┌─ Given passage

Chapter 6: Process Synchronization

CS330 - Operating Systems

Critical Section, Semaphores, Classical Problems

6.1 Background

Concurrent access to shared data may result in data inconsistency. Maintaining data consistency requires mechanisms to ensure the orderly execution of cooperating processes.

Cooperating Processes

Processes can execute concurrently and may be interrupted at any time, partially completing execution. Concurrent access to shared data may result in race conditions.

Race Condition

⚠️ Race Condition Definition:

A situation where several processes access and manipulate the same data concurrently, and the outcome depends on the particular order in which access takes place.

Example: Counter Problem

Suppose counter = 5

Producer executes: counter++

Consumer executes: counter--

Result could be: 4, 5, or 6!

// Race Condition Example
// Producer Process
counter++; // This is actually three machine instructions:
           // 1. register1 = counter
           // 2. register1 = register1 + 1
           // 3. counter = register1

// Consumer Process
counter--; // This is also three machine instructions:
           // 1. register2 = counter
           // 2. register2 = register2 - 1
           // 3. counter = register2
            

6.2 The Critical-Section Problem

The Critical Section (CS) is the part of process code that manipulates shared data or resources. Execution of the CS should be mutually exclusive.

Entry Section

CRITICAL SECTION

Exit Section

Remainder Section

Requirements for Solution

Mutual Exclusion: If process Pi is executing in its critical section, then no other processes can be executing in their critical sections.
Progress: If no process is executing in its critical section and some processes wish to enter, then only those not in their remainder section can participate in deciding who enters next, and this selection cannot be postponed indefinitely.
Bounded Waiting: A bound must exist on the number of times other processes are allowed to enter their critical sections after a process has made a request and before that request is granted. This prevents starvation.

⚠️ Important:

All three requirements must be satisfied for a correct solution to the critical section problem!

6.3 Peterson's Solution

Two-Process Solution

Assumes that load and store instructions are atomic. Uses two shared variables:

int turn; - Indicates whose turn it is to enter critical section
boolean flag[2]; - Indicates if a process is ready to enter critical section

// Peterson's Solution for Process Pi
do {
    flag[i] = true;
    turn = j;
    while (flag[j] && turn == j)
        ; // busy wait
    
    // CRITICAL SECTION
    
    flag[i] = false;
    
    // REMAINDER SECTION
} while (true);
            

✅ Proof that Peterson's Solution Works:

Mutual Exclusion: Both processes cannot be in CS simultaneously
Progress: A process outside CS doesn't block others
Bounded Waiting: Process waits at most one turn

6.4 Synchronization Hardware

Many systems provide hardware support for critical section code. Modern machines provide special atomic hardware instructions.

Test and Set Instruction

boolean test_and_set(boolean *target) {
    boolean rv = *target;
    *target = true;
    return rv;
}

// Solution using test_and_set()
do {
    while (test_and_set(&lock))
        ; // busy wait
    
    // CRITICAL SECTION
    
    lock = false;
    
    // REMAINDER SECTION
} while (true);
            

Compare and Swap Instruction

int compare_and_swap(int *value, int expected, int new_value) {
    int temp = *value;
    if (*value == expected)

└─

▸ **Direction 1**: Report each line of the listing below that contains the string "pole", copying every such line in full.

┌─ Material to process

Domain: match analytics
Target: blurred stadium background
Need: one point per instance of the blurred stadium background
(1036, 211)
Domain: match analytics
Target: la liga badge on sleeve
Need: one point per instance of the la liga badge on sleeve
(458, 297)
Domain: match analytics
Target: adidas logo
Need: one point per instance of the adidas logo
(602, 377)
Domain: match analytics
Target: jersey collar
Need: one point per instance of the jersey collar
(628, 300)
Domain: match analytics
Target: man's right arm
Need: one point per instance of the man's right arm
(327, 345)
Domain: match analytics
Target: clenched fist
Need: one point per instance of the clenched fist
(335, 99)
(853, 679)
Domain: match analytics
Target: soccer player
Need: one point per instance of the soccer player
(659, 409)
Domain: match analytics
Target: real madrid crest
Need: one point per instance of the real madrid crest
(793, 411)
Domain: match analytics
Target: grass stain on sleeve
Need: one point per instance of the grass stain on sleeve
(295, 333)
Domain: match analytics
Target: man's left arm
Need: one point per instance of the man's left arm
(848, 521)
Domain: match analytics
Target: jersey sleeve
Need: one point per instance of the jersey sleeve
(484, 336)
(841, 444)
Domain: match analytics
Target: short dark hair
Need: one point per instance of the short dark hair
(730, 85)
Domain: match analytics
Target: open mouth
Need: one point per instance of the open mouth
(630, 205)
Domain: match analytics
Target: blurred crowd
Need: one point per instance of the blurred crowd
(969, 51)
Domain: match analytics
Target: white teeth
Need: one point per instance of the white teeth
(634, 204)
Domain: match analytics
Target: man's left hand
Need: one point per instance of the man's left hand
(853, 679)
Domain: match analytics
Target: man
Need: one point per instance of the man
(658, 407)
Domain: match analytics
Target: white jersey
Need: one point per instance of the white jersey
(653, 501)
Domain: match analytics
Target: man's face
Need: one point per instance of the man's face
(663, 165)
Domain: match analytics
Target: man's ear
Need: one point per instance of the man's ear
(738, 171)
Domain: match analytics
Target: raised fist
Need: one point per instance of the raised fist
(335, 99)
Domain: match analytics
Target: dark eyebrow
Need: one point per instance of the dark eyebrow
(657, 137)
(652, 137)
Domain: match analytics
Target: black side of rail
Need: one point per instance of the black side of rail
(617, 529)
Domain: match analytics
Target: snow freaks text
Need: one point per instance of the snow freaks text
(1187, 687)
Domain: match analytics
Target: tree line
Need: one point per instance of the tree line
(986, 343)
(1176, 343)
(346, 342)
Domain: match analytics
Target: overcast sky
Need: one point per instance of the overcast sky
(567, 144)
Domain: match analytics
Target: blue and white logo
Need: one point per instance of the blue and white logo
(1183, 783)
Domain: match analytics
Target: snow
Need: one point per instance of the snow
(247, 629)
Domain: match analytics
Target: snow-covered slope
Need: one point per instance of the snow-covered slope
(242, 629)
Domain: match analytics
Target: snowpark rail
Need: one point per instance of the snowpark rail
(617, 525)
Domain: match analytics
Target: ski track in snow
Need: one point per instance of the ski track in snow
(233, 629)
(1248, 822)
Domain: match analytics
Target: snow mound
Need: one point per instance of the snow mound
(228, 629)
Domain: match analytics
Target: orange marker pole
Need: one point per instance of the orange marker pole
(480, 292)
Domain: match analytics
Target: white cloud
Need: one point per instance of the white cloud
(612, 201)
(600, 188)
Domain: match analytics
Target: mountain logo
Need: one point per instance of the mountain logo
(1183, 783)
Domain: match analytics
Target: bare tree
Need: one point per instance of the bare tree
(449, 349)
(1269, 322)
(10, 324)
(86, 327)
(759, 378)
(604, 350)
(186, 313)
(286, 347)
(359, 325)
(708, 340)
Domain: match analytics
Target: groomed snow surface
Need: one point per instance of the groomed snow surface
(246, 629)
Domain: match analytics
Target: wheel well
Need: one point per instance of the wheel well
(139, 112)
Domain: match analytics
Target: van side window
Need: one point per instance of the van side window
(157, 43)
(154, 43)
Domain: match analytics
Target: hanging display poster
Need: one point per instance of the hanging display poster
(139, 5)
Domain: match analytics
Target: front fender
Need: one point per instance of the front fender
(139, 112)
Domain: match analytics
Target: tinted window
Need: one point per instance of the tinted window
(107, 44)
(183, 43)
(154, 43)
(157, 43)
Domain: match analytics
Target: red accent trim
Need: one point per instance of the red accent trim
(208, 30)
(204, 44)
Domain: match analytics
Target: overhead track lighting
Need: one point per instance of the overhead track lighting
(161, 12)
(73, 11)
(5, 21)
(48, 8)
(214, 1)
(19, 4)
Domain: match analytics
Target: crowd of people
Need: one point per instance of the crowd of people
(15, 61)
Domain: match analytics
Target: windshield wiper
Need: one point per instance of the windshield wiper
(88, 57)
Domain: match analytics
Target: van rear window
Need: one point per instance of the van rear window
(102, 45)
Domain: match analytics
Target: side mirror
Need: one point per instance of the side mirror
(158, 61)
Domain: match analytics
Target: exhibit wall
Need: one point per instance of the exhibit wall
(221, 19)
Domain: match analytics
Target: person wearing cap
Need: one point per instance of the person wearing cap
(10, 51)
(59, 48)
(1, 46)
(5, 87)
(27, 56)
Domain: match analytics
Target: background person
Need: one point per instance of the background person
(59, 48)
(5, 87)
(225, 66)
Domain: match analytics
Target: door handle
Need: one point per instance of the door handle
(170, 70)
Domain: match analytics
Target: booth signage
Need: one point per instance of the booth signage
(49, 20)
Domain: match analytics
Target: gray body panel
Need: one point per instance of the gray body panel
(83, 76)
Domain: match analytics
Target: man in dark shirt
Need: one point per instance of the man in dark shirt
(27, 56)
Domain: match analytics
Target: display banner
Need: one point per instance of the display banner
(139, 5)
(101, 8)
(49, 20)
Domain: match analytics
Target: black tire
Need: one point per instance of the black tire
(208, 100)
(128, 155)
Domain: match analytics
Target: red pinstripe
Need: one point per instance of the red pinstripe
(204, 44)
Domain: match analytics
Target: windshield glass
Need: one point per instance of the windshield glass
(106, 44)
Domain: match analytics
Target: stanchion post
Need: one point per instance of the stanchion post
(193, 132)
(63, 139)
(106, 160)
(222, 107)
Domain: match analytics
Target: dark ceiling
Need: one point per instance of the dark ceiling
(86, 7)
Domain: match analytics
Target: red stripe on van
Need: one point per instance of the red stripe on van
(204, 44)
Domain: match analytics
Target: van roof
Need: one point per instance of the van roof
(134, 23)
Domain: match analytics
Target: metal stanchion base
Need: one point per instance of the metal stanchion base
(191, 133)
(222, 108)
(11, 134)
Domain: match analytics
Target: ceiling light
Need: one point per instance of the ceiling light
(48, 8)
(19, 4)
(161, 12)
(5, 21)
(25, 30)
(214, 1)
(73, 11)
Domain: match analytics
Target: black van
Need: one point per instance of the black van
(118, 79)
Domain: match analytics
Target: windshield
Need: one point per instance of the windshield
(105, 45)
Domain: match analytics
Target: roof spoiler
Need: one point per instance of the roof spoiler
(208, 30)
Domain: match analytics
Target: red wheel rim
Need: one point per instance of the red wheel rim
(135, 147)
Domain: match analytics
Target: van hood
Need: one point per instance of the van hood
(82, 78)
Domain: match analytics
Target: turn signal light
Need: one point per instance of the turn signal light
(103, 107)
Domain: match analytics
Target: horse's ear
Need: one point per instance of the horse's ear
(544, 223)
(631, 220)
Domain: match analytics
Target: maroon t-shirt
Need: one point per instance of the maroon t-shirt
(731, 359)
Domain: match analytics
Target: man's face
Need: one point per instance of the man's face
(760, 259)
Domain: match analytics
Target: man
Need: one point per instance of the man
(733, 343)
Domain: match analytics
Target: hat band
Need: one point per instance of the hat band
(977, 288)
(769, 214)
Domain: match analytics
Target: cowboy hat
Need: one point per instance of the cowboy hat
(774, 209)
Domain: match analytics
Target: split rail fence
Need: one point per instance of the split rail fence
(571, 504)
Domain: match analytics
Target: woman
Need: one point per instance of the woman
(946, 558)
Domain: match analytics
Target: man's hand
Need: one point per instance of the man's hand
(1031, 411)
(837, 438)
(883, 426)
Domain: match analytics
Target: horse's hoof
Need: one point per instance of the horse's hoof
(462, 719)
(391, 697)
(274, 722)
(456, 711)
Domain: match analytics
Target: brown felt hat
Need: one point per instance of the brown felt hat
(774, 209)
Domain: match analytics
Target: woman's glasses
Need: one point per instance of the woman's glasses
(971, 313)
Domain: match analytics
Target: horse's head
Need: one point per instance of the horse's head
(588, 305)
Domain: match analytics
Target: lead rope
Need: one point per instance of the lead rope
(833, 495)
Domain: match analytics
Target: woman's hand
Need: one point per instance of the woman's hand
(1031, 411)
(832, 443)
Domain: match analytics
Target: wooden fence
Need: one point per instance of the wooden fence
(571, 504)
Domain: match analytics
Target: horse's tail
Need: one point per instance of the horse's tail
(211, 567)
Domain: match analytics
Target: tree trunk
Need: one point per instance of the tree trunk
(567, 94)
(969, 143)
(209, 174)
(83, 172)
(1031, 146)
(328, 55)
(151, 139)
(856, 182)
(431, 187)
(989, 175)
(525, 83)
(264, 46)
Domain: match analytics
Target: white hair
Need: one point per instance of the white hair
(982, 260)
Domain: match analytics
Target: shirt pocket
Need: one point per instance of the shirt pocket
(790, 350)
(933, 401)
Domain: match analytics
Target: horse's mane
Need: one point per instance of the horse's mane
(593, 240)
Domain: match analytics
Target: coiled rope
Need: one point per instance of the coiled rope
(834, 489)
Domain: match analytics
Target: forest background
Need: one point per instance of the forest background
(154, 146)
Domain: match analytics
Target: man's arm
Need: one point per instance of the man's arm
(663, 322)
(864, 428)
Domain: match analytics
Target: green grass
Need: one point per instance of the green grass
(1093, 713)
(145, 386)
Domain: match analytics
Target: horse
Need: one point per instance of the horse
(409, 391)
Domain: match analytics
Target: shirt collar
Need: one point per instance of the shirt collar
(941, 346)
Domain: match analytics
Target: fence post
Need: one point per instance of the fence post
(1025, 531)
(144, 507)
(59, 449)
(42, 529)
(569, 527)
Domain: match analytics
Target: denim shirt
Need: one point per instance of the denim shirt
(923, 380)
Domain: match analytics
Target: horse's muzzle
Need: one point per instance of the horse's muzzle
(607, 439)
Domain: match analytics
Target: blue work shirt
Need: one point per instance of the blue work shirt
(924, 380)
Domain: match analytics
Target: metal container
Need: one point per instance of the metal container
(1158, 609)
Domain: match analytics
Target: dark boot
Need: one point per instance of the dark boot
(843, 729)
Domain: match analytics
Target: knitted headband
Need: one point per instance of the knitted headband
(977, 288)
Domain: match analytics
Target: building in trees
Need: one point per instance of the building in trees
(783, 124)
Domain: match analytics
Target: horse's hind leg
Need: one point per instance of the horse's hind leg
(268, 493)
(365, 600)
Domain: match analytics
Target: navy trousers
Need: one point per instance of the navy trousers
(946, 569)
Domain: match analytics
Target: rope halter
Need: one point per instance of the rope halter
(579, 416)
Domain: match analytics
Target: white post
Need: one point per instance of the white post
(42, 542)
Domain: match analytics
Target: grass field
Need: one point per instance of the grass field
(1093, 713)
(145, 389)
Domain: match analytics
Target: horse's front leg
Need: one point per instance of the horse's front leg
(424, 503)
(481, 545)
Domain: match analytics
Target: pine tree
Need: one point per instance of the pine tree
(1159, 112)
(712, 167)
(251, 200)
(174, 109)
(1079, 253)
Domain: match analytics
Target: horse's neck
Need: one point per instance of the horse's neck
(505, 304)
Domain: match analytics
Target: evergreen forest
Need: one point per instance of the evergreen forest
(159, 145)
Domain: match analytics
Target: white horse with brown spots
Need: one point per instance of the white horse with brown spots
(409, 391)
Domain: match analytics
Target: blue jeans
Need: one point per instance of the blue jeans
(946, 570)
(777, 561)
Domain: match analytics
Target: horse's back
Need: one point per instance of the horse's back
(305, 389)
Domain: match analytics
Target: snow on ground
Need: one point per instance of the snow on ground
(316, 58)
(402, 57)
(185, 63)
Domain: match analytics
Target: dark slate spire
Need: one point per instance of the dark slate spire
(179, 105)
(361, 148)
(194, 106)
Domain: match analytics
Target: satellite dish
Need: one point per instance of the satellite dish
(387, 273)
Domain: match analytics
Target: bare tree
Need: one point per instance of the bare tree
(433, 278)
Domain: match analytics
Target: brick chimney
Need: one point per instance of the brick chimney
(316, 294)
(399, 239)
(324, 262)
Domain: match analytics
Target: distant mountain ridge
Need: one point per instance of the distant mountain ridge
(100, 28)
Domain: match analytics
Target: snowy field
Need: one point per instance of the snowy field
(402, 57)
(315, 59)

└─

▸ **Direction 2**: In the process synchronization chapter above, condense the paragraph that begins "The Critical Section (CS) is" into one shorter sentence that keeps its main facts.

▸ **Task result 1**:
Target: orange marker pole
Need: one point per instance of the orange marker pole

▸ **Task result 2**: The critical section (CS), the part of process code that manipulates shared data or resources, should execute in a mutually exclusive way.